(Source data)

--------------------------------

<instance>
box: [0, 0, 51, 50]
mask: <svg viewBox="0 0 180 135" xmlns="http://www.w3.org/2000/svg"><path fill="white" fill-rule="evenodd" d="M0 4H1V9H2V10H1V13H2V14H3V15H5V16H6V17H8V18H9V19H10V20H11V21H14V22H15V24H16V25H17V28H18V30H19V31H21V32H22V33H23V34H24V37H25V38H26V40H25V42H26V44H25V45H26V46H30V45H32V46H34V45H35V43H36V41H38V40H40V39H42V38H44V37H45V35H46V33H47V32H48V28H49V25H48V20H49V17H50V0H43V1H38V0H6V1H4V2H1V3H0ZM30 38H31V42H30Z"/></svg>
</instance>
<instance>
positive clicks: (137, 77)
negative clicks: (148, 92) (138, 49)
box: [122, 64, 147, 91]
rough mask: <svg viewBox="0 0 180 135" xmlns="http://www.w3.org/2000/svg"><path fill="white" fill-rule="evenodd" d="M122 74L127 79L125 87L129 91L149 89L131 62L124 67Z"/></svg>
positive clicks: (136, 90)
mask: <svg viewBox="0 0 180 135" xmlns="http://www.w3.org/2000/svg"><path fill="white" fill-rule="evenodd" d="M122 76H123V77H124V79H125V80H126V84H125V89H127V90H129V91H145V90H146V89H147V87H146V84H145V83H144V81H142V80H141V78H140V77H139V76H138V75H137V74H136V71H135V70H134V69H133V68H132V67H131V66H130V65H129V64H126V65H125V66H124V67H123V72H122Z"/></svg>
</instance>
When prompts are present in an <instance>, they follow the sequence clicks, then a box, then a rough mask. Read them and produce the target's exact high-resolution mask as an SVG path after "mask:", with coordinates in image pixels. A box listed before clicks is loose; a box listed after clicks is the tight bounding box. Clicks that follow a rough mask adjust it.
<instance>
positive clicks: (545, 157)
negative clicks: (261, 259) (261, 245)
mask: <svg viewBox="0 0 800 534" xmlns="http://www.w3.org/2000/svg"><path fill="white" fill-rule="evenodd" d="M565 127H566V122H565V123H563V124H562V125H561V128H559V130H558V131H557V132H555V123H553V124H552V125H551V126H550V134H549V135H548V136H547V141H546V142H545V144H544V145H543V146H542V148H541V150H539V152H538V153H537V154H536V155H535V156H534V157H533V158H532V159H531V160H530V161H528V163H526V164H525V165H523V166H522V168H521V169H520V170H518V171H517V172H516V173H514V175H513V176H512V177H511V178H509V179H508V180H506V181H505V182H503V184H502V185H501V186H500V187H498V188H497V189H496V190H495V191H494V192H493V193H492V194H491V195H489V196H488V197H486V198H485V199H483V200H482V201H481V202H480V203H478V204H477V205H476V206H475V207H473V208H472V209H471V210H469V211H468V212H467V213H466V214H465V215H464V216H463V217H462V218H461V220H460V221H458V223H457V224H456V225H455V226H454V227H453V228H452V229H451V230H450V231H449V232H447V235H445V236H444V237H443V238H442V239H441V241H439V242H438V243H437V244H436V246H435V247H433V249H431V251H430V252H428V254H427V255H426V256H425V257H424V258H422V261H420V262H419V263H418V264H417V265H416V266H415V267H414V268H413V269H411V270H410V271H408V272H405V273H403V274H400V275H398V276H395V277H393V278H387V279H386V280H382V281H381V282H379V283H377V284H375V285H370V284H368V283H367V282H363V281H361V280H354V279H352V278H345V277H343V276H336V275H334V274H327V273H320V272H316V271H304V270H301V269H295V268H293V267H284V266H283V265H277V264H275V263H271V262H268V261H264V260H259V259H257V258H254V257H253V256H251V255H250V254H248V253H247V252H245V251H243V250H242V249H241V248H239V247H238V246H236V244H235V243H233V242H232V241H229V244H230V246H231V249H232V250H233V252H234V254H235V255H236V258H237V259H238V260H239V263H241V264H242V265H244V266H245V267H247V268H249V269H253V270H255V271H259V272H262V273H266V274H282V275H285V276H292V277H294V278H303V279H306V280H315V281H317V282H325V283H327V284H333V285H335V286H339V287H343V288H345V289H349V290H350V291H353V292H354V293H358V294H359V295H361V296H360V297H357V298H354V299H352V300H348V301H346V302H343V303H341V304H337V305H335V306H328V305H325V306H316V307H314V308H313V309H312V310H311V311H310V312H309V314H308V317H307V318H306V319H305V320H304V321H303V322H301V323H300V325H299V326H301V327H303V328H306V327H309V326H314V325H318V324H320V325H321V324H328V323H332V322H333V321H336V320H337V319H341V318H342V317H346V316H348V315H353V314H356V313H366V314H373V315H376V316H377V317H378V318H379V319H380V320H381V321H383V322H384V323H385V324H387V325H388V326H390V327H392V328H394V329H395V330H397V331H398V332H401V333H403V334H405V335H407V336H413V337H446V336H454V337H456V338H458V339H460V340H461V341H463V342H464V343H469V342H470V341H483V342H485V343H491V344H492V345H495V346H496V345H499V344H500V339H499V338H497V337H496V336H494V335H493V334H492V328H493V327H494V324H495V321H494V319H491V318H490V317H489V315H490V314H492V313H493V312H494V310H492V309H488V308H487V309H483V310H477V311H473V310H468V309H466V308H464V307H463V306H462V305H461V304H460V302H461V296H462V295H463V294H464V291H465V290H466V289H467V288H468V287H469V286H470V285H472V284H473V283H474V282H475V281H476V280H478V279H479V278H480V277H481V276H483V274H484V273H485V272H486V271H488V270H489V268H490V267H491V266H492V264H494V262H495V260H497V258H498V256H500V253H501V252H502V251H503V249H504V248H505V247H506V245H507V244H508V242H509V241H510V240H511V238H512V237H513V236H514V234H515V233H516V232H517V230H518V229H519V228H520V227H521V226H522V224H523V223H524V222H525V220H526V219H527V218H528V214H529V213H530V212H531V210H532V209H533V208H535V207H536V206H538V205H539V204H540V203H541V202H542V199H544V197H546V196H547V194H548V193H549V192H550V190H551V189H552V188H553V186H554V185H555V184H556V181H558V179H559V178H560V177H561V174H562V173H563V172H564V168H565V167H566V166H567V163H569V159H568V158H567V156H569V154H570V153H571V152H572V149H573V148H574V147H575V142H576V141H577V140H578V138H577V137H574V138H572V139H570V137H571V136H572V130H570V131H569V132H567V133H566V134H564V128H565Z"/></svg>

--------------------------------

# [Exercise directions]
Could you convert the material, from its first line through the line containing "box: [122, 64, 147, 91]" (both included), into a JSON list of strings with one string per line and blank lines left out?

# [Your response]
[
  "<instance>",
  "box: [0, 0, 51, 50]",
  "mask: <svg viewBox=\"0 0 180 135\" xmlns=\"http://www.w3.org/2000/svg\"><path fill=\"white\" fill-rule=\"evenodd\" d=\"M0 4H1V9H2V10H1V13H2V14H3V15H5V16H6V17H8V18H9V19H10V20H11V21H14V22H15V24H16V25H17V28H18V30H19V31H21V32H22V33H23V34H24V37H25V38H26V40H25V42H26V44H25V45H26V46H30V45H32V46H34V45H35V43H36V41H38V40H40V39H42V38H44V37H45V35H46V33H47V32H48V28H49V25H48V20H49V17H50V0H43V1H38V0H6V1H4V2H1V3H0ZM30 38H31V42H30Z\"/></svg>",
  "</instance>",
  "<instance>",
  "positive clicks: (137, 77)",
  "negative clicks: (148, 92) (138, 49)",
  "box: [122, 64, 147, 91]"
]